What you need to do: Take the entries below and print all of them exactly, please.

* * * * *

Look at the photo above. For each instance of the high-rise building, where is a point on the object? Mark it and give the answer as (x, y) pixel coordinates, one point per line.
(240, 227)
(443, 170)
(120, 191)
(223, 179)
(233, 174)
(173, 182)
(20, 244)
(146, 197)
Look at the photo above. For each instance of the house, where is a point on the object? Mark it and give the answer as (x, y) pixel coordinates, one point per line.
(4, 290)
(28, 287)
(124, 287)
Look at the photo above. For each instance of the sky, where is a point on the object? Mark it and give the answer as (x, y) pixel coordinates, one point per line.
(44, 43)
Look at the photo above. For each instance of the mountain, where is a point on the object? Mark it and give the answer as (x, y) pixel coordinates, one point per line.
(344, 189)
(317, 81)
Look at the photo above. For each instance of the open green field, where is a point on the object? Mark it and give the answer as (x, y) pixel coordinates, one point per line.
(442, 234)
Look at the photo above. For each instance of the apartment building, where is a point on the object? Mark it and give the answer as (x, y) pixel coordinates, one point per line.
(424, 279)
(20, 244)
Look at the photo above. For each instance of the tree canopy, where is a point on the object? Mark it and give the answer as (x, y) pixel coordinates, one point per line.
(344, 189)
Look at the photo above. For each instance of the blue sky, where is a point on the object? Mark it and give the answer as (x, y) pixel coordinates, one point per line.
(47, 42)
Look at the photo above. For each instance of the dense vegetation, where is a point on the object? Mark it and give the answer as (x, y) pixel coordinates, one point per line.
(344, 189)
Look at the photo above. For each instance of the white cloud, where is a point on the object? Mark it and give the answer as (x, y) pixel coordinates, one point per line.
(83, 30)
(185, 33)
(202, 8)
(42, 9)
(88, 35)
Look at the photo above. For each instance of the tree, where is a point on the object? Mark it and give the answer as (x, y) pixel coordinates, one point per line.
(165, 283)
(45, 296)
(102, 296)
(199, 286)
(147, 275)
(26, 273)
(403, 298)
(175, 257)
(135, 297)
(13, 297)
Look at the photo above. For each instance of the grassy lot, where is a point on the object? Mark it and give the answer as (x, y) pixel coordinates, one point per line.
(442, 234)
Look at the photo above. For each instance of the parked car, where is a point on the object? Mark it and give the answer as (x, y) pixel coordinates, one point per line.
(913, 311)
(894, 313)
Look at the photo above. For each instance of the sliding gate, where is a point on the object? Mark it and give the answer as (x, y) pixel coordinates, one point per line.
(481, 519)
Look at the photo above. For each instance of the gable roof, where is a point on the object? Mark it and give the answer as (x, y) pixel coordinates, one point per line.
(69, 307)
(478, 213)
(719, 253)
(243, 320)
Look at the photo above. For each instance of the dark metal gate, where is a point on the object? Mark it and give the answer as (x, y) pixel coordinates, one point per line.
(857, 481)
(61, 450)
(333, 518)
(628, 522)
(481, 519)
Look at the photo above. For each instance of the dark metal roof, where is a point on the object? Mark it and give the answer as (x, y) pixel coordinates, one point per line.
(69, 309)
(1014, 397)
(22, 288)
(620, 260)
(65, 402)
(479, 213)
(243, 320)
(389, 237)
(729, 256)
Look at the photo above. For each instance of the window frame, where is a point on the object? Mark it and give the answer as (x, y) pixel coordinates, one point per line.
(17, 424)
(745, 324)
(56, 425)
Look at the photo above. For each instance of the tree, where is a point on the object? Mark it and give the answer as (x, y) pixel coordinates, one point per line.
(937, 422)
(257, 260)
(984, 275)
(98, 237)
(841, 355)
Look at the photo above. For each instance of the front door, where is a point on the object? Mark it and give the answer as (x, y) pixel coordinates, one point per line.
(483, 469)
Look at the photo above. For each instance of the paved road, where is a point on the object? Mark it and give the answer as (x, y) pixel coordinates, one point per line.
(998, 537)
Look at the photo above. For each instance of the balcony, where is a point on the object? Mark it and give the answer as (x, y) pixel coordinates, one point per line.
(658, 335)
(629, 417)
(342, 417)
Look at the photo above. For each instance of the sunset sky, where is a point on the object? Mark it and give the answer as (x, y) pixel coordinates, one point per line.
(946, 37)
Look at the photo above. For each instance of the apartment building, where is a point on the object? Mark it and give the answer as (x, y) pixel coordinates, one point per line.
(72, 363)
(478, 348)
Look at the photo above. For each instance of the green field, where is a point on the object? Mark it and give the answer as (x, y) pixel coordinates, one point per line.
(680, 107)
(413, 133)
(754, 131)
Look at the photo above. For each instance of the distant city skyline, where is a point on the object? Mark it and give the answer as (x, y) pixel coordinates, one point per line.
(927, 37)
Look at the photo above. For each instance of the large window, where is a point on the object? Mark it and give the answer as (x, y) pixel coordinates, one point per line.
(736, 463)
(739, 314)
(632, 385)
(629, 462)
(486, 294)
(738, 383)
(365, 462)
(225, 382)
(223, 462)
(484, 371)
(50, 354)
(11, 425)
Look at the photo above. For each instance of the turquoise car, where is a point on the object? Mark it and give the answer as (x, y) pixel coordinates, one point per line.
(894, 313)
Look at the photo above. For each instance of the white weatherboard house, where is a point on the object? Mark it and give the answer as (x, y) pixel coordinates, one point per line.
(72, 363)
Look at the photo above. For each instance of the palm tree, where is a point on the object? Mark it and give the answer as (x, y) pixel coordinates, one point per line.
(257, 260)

* * * * *

Response box:
Look at the photo above. For each instance of the high-rise building, where is a point on the object? Mark it and give the answer as (x, y) pixel coordinates, one point per line.
(240, 227)
(443, 170)
(120, 191)
(223, 179)
(233, 174)
(173, 182)
(20, 244)
(146, 197)
Look at the photo above. For each instance of the house, where is a point on the object? Mark it and give the answer as (x, y) pixel coordinates, one point per line.
(4, 290)
(28, 287)
(124, 287)
Look at the photo above. For each instance of the sky, where is a point on the object? Mark it and give the answer as (x, y) pixel coordinates, one point per line.
(44, 43)
Look at the photo above. For each instance of the mountain, where is a point on the object? Mark it and give the answer as (x, y) pixel coordinates, one point per line.
(344, 189)
(317, 81)
Look at the photo above. For each instance of the open green field, where is a point on the object? Mark it and give the answer as (x, y) pixel coordinates, one point per line.
(442, 234)
Look at the photo above. For each instance of the apartment building, where is a point on the object? Mark it and give the answer as (x, y) pixel coordinates, one point per line.
(424, 279)
(20, 244)
Look at the photo above. For each instance of the tree canopy, where is a point on the object? Mark it and give the answer as (x, y) pixel coordinates, one point per line.
(344, 189)
Look at the photo above. For each instance of the blue sky, where is a point on the object? Mark it and give the answer as (x, y) pixel coordinates, one point per line.
(47, 42)
Look at the photo above. For each instance of the dense vegetation, where is a point on the object? Mark it and give the answer as (x, y) pixel coordinates, one point per line.
(344, 189)
Look at the photo above. For each instance of the white cloud, where is a point on the object? Mark it and give the answer as (x, y) pixel coordinates, one point per line.
(83, 30)
(185, 33)
(202, 8)
(42, 9)
(88, 35)
Look at the photo above. For each instance of the tree, where is a point on the object? Mark it and give the answer as (x, y) pixel coordinates, one point per line.
(165, 283)
(45, 296)
(102, 296)
(199, 286)
(147, 275)
(26, 273)
(403, 298)
(175, 257)
(135, 297)
(13, 297)
Look at the photo above. For each instance of the grassy lot, where is a point on the object? Mark it and give the answer as (x, y) pixel coordinates, one point per line.
(442, 234)
Look at the photo above. For each instance of the parked car, where is a point on the object? Mark it and give the answer as (x, y) pixel coordinates, one point per line.
(913, 311)
(894, 313)
Look at the photo above. For each instance of the sliding gate, where is a point on the object? Mark it and give the answer as (x, y) pixel coordinates, one point per line.
(481, 519)
Look at the photo above. For each instance of the gable roof, where is a point on the object? Mark it and give the answer as (x, y) pixel coordinates, one point per line.
(69, 307)
(478, 213)
(719, 253)
(243, 320)
Look at the photo above. For each instance of the dark metal gate, where is a point on the object? Mark it and give the answer as (x, y) pixel coordinates, one point per line.
(857, 481)
(61, 450)
(333, 518)
(628, 522)
(481, 519)
Look at the photo above. For each instance of the dark metal roof, where is a point on the object? Mark it and give the answer as (x, y) pixel coordinates, one point per line.
(69, 309)
(1014, 397)
(22, 288)
(620, 260)
(65, 402)
(479, 213)
(243, 320)
(389, 237)
(729, 256)
Look at the photo above. For each instance of the window frame, where is a point on the object? Mark it and give the answer as (x, y) pixel coordinates, one point per line.
(17, 424)
(745, 324)
(56, 425)
Look at the photo above. For each instance of the tree, where is a point on the object? Mark it and give the answer as (x, y) pixel coordinates, one point per line.
(937, 422)
(257, 260)
(984, 275)
(98, 237)
(841, 355)
Look at the photo above. For each instance of the front door, where is a point on the object? Mark it and give the answer as (x, y) pixel coordinates, one point per line.
(483, 469)
Look at the photo above. For each instance of the paved road, where is a point on the object? Mark it and give the answer as (x, y) pixel coordinates, one point per line.
(998, 537)
Look at the photo above. For each instance of the balcony, where is a point on the object? Mark it and give the answer as (x, y) pixel coordinates, one point per line.
(658, 335)
(629, 417)
(342, 417)
Look at the photo above. For each instance of the sunset sky, where is a point on the object? Mark it and give the answer as (x, y) pixel coordinates, one point per line.
(946, 37)
Look at the photo above. For each instance of the apartment building, where is a point on the object? Mark it and give the answer as (x, y) pixel coordinates, one point per line.
(72, 363)
(478, 348)
Look at the photo above. For each instance of the green field, where is a point on the object? Mark it and give the answer as (x, y) pixel coordinates, one point per line.
(680, 107)
(413, 133)
(754, 131)
Look at the photo above. For each instance of the distant city skyline, where is a point on the object? Mark it and give the answer as (x, y) pixel coordinates, one point per line.
(927, 37)
Look at the photo above. For each instance of the large window, where is a point on the object? Mark it and give the answer as (x, y) pixel coordinates, one point per line.
(736, 463)
(739, 314)
(632, 385)
(629, 462)
(486, 294)
(738, 383)
(365, 462)
(225, 382)
(223, 462)
(484, 371)
(50, 354)
(11, 425)
Look at the photo above. For each instance of the turquoise car, where is a point on the object? Mark it and give the answer as (x, y) pixel coordinates, one point per line.
(894, 313)
Look at the photo above. For each instance of the white weatherboard house, where is a point on the object? Mark it and give the answer as (x, y) pixel coordinates, one point per line.
(72, 363)
Look at the photo above. For each instance of the palm tree, where is a point on the object? Mark it and give the answer as (x, y) pixel coordinates, one point per line.
(257, 260)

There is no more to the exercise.